Study material START

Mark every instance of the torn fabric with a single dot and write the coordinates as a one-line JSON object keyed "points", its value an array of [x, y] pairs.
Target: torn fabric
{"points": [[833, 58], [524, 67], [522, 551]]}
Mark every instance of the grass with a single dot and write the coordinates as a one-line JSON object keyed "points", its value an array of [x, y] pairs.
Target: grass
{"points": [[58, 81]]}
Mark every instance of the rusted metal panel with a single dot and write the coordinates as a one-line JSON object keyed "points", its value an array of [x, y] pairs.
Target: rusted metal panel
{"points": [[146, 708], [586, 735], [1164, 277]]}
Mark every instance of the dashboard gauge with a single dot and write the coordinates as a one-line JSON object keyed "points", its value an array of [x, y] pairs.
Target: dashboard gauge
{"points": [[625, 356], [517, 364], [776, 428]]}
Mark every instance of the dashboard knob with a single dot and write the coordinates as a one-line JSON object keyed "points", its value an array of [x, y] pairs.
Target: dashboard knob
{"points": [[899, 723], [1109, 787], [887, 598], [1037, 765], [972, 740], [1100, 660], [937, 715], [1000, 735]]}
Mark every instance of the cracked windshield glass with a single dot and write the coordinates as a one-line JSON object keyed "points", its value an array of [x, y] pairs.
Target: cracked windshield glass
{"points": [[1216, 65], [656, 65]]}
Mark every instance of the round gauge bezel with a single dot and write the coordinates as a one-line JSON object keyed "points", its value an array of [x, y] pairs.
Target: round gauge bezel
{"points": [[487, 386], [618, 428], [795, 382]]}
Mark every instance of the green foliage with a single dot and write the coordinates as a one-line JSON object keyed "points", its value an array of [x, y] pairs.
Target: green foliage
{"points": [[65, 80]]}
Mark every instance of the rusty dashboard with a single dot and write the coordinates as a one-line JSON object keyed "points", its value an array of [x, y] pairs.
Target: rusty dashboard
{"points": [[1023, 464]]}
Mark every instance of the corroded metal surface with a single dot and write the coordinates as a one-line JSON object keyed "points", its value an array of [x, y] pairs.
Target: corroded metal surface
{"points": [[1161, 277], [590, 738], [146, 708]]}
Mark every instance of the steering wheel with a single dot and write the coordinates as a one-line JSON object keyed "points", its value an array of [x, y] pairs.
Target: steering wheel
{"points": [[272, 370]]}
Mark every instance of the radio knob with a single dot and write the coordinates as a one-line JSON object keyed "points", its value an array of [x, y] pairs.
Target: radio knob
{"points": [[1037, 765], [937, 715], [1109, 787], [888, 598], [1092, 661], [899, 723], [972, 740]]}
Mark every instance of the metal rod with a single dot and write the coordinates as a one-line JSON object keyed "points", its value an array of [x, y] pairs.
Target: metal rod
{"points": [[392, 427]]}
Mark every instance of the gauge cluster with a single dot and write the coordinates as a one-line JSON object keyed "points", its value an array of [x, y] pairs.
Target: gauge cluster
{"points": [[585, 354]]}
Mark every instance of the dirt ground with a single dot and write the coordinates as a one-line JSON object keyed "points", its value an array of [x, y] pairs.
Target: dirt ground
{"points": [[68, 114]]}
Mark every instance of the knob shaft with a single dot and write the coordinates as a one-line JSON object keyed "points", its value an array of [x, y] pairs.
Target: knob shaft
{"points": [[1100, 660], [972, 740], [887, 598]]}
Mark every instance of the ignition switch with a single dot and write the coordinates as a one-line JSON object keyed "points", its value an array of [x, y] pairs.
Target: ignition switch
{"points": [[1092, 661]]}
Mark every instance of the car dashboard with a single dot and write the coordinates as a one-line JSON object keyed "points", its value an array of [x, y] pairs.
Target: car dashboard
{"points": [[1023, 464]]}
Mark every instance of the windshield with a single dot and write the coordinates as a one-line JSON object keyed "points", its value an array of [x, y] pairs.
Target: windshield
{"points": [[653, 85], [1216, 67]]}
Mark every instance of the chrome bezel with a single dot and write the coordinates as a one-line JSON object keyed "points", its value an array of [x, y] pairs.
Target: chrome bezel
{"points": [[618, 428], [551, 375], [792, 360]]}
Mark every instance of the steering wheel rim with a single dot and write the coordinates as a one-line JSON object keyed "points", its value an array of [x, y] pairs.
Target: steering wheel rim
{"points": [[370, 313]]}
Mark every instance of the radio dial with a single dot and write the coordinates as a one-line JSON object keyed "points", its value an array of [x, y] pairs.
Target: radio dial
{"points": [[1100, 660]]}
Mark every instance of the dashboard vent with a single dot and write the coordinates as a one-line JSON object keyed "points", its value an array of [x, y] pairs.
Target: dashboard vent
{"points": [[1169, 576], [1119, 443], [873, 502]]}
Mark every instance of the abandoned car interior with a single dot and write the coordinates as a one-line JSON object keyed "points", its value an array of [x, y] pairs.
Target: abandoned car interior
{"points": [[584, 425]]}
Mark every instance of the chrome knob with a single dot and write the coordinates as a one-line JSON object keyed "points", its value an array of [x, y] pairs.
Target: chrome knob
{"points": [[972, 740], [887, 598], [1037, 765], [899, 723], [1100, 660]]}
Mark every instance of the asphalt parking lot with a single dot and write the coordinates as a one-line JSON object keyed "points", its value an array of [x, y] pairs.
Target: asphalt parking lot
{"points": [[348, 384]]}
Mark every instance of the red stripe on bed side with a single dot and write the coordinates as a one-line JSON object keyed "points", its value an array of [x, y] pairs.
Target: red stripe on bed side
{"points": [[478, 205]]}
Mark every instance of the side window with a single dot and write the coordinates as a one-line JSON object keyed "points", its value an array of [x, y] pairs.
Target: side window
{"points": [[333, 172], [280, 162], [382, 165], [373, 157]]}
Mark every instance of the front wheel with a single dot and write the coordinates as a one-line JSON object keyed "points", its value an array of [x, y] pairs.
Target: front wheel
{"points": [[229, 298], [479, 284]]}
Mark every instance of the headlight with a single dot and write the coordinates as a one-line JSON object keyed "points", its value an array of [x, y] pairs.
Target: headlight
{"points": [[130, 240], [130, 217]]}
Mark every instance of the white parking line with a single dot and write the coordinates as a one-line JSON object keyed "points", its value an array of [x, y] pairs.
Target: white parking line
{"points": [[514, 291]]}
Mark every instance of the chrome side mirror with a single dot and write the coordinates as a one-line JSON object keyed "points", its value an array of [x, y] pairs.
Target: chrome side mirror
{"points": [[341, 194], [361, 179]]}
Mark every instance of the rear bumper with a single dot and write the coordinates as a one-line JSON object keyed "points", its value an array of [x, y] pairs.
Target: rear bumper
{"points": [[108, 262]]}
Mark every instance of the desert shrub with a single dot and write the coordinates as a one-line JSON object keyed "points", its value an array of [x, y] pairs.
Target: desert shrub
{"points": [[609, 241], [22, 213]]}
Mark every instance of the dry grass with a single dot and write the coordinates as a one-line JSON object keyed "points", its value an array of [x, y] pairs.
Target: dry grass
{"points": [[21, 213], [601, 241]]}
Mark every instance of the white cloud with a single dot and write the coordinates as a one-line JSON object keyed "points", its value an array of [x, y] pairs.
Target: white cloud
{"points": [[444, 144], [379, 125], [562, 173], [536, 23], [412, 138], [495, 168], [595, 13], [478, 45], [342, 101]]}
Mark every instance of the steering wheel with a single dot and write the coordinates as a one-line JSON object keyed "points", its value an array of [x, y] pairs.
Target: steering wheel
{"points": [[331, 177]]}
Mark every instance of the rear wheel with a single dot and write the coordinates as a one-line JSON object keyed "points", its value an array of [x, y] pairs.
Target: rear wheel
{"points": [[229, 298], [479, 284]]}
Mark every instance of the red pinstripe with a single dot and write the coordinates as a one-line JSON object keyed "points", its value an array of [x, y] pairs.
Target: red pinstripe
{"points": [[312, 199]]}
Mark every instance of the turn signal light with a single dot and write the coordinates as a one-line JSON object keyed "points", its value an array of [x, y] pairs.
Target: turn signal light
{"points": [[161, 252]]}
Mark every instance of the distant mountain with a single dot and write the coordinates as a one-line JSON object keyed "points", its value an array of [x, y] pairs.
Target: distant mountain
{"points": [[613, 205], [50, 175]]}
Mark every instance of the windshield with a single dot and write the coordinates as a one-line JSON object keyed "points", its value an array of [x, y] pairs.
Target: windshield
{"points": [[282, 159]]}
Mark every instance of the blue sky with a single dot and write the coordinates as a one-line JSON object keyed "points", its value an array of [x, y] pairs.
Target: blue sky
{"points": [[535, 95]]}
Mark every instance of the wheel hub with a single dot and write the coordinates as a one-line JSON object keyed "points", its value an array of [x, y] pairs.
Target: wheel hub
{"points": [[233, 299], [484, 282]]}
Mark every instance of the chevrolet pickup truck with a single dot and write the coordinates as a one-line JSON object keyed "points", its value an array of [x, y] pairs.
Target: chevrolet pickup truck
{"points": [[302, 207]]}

Study material END

• _Prompt_: Please transcribe the data exactly from its first line. End with the line that contains "Mark every instance of the green".

• _Output of the exercise_:
Mark every instance of the torn fabric with a single dot and write the coordinates as a one-line JSON object keyed "points", its value an array of [x, y] pairs.
Target: torn fabric
{"points": [[833, 58], [524, 67], [522, 551]]}
Mark every instance of the grass with a single dot and write the coordinates as a one-line JSON object keyed "points", its value an array of [x, y] pairs.
Target: grass
{"points": [[58, 81]]}
Mark every instance of the rusted metal panel with a single dot and write the coordinates as a one-line JSON object keyed "points", its value an array of [x, y] pairs.
Target: rusted metal panel
{"points": [[146, 708], [586, 735], [1164, 277]]}
Mark every instance of the dashboard gauge with a single dot and write the coordinates as a one-line JSON object keyed "points", its value an array of [x, y] pairs.
Target: dashboard gauge
{"points": [[625, 356], [517, 364], [776, 428]]}
Mark every instance of the dashboard knob with a single dot and write the coordinates as a one-line JSON object keyed "points", its value an array of [x, y] pairs.
Target: dashboard knob
{"points": [[899, 723], [1109, 787], [887, 598], [1037, 765], [972, 740], [1100, 660], [937, 715], [1000, 735]]}
Mark every instance of the cracked windshield glass with a single dot and write the coordinates as a one-line JSON object keyed "points", its value an array of [x, y] pairs.
Target: cracked windshield glass
{"points": [[1216, 65], [656, 65]]}
Mark every instance of the round gauge bezel with a single dot and write the coordinates as a one-line JSON object keyed "points", its value an array of [x, y] pairs.
Target: round gauge bezel
{"points": [[487, 386], [618, 428], [795, 382]]}
Mark every instance of the green foliage with a single dot and write the coordinates as a one-line JSON object keyed "points", its value an array of [x, y] pairs.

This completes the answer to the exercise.